▶ **Excerto do texto**
┄┄┄┄┄┄┄┄┄┄┄┄┄┄┄┄┄┄┄┄

À falta de algo melhor em que pensar, entretive-me a analisar a evolução do futebol português a partir de idêntica perspetiva institucional da sua história recente e, em particular, das suas conjunturas críticas. Talvez a primeira conjuntura crítica dos tempos mais recentes tenha sido a constituição da Liga Portuguesa de Futebol Profissional como organismo autónomo da Federação Portuguesa de Futebol responsável pela organização das competições profissionais, associada à criação das Sociedades Anónimas Desportivas. Pareciam existir condições para um tempo novo, com os clubes transformados em empresas cotadas em bolsa e o futebol em indústria regulada que permitisse a atração de investimento e investidores. Rapidamente o “establishment” se recompôs e tivemos Valentim Loureiro como Presidente da Liga praticamente de 1992 a 2005, com o interregno de 1994-95, com Manuel Damásio e Pinto da Costa.

┄┄┄┄┄┄┄┄┄┄┄┄┄┄┄┄┄┄┄┄

▶ **Dados disponíveis**
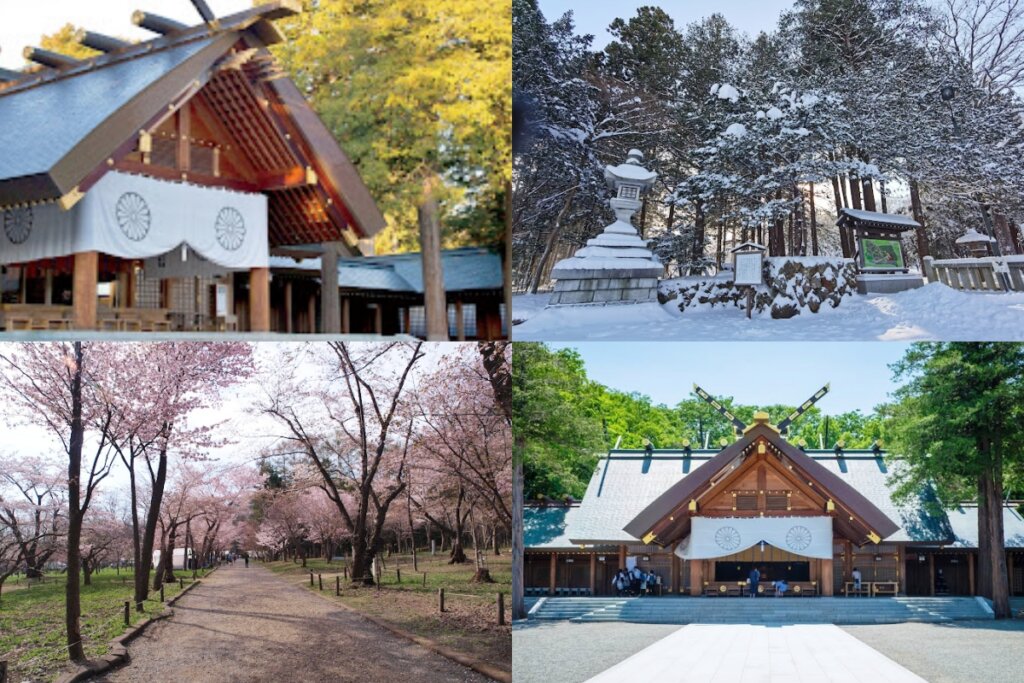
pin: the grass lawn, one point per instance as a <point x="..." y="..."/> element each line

┄┄┄┄┄┄┄┄┄┄┄┄┄┄┄┄┄┄┄┄

▶ **Tarefa 1**
Diga se cada afirmação concorda com o texto sobre o futebol português, respondendo sim ou não e citando as palavras exatas do texto que o decidem: (a) a Liga Portuguesa de Futebol Profissional foi constituída como organismo autónomo da Federação Portuguesa de Futebol; (b) Valentim Loureiro presidiu à Liga sem qualquer interrupção entre 1992 e 2005; (c) a constituição da Liga esteve associada à criação das Sociedades Anónimas Desportivas.
▶ **Tarefa 2**
Escreva a continuação do texto sobre o futebol português, a partir da última frase apresentada.
Não é preciso recorrer ao material.

▶ **Resposta 1**
(a) Sim: «como organismo autónomo da Federação Portuguesa de Futebol».
(b) Não: «com o interregno de 1994-95».
(c) Sim: «associada à criação das Sociedades Anónimas Desportivas».

▶ **Resposta 2**
A segunda conjuntura crítica surge exatamente no fim desse ciclo, com o Apito Dourado, mas as mesmas instituições extrativas e os seus representantes continuaram a resistir sem grandes mazelas, com os dirigentes a manter-se e os árbitros também. No entanto, envolvidos nesse escândalo, Valentim Loureiro desaparece e Pinto da Costa perde influência, emergindo o Benfica e Luís Filipe Vieira. A sua afirmação de que são mais importantes lugares na Liga do que contratações de bons jogadores, em resposta à contratação de Jankauskas (ex-jogador do Benfica) pelo Porto, era o prenúncio da necessidade de tudo mudar para que tudo ficasse na mesma, parafraseando Lampedusa. Da colonização passou-se à descolonização e nada mudou, com exceção da hegemonia.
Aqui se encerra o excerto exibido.